--- Begin LISTED ENTRIES ---

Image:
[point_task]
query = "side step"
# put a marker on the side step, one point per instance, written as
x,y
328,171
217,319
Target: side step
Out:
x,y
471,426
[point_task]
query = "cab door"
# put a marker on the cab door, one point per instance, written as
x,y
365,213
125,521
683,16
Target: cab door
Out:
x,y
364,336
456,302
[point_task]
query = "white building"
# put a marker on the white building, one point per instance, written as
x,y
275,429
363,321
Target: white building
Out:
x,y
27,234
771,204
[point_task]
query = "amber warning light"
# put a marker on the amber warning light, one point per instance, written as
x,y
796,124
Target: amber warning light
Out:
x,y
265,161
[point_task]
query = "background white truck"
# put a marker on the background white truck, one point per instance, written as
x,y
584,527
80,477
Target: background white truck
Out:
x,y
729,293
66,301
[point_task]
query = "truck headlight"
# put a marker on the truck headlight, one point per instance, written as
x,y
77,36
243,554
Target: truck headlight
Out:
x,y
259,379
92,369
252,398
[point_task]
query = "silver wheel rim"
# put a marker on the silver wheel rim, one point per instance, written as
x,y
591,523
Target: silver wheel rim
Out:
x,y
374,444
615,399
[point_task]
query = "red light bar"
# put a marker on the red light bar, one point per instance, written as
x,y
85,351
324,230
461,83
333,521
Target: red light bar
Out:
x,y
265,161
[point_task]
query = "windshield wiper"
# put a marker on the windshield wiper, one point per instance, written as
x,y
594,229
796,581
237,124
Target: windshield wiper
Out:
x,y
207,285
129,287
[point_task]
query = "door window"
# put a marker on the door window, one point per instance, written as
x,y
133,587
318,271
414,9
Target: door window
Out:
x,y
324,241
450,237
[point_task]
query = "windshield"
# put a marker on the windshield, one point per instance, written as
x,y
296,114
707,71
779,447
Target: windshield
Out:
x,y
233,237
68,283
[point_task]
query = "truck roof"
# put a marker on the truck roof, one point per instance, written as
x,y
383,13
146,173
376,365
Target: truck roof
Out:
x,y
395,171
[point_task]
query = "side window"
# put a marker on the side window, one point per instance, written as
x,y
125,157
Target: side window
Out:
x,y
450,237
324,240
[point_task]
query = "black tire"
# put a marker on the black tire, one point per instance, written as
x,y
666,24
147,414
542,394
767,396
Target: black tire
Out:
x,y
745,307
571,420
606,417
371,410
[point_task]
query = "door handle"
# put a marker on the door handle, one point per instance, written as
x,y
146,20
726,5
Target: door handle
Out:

--- End LISTED ENTRIES ---

== WORK TO DO ==
Count the lines in the entries above that contain the word "silver", treating uppercase and lowercase as different. Reply with the number alone.

== COMPLETED TASK ==
3